**Source excerpt:**

Forever Barbie_ The Unauthorized Biography of a Real Doll - Lord [82]
"I needed [the characters] to wear schlocko but hip clothes," she told me. And the illustrated book jogged her memory: there on its pages were herself and her friends—the "hood" or roughneck crowd, as she describes them. Barbie's pre-1967 face brought back her own grooming ritual—the heavy black liner and "blue stuff" around the eyes, the white lipstick—a look that was defiant in its knowing garishness. It was also democratic: "Anyone could get miniskirts and fishnet stockings and see-through plastic raincoats; they weren't like the high-class fashions of today, which really are impossible to afford. There was always a cheap ripoff at Zody's or White Front."
In Taste: The Secret Meaning of Things, Stephen Bayley tells us that "nothing is as crass and vulgar as instant classification according to hairstyle, clothing and footwear, yet it is . . . a cruelly accurate analytical form." Because Barbie is a construct of class—as well as a construct of gender— this crass, vulgar, and accurate investigation cannot be avoided. "When it comes to the meaning of things, there are no more powerful transmitters than clothes, those quasi-functional devices which, like an inverted fig, put the heart of the matter in front of the skin," Bayley writes. Yet powerful though the transmissions may be, many Americans deliberately ignore them.
If you want to make an American twitch nervously and avoid eye contact, raise the issue of social class. To do this is to invite being misunderstood. One is perceived as either a wild-eyed socialist, directing middle-class attention to the exploited classes beneath it, or an anxious snob, sneering at others to retain a hold on one's own tenuous position. When forced to acknowledge class differences, Americans often argue that this country has infinite class mobility, which is, of course, hyperbolic—for everyone except Barbie. Barbie can not only ascend the social ladder, she can occupy several classes at once.

**Supplied records:**
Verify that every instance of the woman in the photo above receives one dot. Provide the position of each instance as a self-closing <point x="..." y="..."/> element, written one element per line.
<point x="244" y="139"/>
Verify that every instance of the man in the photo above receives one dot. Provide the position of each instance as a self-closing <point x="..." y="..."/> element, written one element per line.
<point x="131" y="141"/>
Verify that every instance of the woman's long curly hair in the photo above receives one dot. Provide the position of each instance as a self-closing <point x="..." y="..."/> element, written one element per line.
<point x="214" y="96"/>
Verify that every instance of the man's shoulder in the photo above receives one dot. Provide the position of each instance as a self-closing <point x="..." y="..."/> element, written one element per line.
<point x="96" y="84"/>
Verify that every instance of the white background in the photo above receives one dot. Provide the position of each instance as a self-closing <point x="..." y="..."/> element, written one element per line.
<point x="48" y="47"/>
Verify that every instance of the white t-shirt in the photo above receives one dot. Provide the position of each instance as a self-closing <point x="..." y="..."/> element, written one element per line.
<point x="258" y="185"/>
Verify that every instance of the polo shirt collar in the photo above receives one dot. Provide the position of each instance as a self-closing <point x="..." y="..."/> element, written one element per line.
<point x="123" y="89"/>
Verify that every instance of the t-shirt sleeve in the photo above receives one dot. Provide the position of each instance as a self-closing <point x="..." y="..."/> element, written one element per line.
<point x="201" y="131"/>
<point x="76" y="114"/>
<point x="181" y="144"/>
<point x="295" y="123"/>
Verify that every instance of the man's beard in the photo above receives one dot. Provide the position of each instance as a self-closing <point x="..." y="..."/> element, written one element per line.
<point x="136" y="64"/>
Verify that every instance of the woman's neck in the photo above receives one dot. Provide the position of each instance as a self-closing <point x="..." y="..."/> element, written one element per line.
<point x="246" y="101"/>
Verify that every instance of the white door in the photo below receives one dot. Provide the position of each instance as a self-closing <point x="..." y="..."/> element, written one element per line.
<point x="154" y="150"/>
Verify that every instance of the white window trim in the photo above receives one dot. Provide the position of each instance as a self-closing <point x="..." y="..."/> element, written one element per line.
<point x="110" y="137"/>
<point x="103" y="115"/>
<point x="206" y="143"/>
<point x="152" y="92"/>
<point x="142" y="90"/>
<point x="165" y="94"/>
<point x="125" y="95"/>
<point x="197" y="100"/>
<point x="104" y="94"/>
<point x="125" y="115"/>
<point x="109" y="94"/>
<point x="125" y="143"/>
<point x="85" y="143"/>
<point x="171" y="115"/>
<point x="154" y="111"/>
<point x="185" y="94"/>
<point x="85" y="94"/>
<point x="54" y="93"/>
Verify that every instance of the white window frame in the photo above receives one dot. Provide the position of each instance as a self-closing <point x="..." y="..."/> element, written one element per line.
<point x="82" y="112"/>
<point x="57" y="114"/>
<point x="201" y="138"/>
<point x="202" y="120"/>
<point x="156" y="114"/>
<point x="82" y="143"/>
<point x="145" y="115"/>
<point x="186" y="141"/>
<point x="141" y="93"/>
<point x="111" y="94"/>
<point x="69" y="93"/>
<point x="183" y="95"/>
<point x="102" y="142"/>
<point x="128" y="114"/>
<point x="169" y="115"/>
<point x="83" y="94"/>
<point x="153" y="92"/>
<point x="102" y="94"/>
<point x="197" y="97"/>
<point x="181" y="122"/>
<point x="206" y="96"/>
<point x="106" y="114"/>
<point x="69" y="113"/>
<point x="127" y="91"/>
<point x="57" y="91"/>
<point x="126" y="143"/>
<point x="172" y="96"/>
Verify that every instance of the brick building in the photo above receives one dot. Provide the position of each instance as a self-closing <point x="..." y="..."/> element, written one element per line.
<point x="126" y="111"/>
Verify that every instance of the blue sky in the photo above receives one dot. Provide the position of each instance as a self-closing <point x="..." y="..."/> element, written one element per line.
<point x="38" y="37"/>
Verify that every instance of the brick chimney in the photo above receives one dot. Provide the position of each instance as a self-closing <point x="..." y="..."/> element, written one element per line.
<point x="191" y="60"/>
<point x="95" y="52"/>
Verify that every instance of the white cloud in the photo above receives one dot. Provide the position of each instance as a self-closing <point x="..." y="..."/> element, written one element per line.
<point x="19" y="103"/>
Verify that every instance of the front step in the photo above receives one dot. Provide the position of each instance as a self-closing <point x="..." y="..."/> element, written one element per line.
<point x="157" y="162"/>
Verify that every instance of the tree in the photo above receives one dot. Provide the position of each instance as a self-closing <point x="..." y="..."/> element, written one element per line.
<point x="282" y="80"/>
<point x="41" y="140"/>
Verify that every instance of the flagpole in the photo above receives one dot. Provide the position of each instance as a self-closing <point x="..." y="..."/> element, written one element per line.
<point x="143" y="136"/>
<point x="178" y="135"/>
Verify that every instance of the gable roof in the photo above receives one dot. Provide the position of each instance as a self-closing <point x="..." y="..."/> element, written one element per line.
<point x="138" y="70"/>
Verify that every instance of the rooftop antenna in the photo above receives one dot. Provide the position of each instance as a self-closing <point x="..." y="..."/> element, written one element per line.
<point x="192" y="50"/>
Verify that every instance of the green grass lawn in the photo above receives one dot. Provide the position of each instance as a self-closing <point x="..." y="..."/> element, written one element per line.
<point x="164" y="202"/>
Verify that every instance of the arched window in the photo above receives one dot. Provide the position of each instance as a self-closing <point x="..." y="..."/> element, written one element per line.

**Stated problem:** Reproduce the passage from the Barbie text verbatim, from "In Taste: The" up to and including "deliberately ignore them.".

**The completed task:**
In Taste: The Secret Meaning of Things, Stephen Bayley tells us that "nothing is as crass and vulgar as instant classification according to hairstyle, clothing and footwear, yet it is . . . a cruelly accurate analytical form." Because Barbie is a construct of class—as well as a construct of gender— this crass, vulgar, and accurate investigation cannot be avoided. "When it comes to the meaning of things, there are no more powerful transmitters than clothes, those quasi-functional devices which, like an inverted fig, put the heart of the matter in front of the skin," Bayley writes. Yet powerful though the transmissions may be, many Americans deliberately ignore them.